YOUR TASK :: With every line kept intact, print the entries that appear below.

Natural-language object grounding data ::
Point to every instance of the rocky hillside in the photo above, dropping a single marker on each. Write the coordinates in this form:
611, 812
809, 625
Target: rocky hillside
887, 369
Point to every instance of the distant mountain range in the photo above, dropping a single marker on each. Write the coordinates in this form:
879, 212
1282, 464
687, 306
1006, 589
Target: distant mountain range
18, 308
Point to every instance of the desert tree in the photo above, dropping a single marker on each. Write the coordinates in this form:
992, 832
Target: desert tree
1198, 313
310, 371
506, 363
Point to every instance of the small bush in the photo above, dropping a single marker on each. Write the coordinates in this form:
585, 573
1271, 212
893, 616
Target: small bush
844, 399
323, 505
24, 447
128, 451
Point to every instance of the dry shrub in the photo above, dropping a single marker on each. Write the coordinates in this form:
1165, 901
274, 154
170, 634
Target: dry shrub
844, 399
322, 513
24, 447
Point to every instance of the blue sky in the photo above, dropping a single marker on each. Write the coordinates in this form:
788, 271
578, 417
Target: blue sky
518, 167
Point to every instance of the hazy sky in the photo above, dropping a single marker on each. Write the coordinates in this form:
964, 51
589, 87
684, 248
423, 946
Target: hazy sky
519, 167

SOLVED PROBLEM ::
Point to every instance of the rocky hillside in the photo above, dropping a single marker on each. Write the coordinates in this form:
611, 812
809, 625
Target: rocky hillside
887, 369
Point to every instance of the distant mountain range in the photo above, dropping a single marker on each. Write the coordinates in this form:
879, 212
1282, 464
687, 306
1006, 589
Target: distant mountain range
18, 308
Point to every instance of the desert tree in the photo above, dropping a single marker on each. Write the coordinates in this form:
992, 832
Target: desert tree
1198, 313
310, 371
506, 363
Point to every instance of the small bush in the photo above, dropping a single marker on each. Write the coordinates in this form:
585, 573
1271, 212
893, 616
Target: small bush
844, 399
323, 505
24, 447
128, 451
Point to every instance of the dry shrub in the photo above, dropping a single marker on each. Write the coordinates in this form:
1165, 901
274, 154
170, 634
Target: dry shrub
844, 399
322, 513
24, 447
Point to every instance of the blue sky in the photo above, dropping a single marker on each. Write the coordinates in this form:
788, 271
578, 417
Target: blue sky
518, 167
Point to every instance of the hazy sky in the photo above, dropping a single marker on each. Write the coordinates in this form:
964, 51
589, 87
684, 248
423, 946
Target: hazy sky
519, 167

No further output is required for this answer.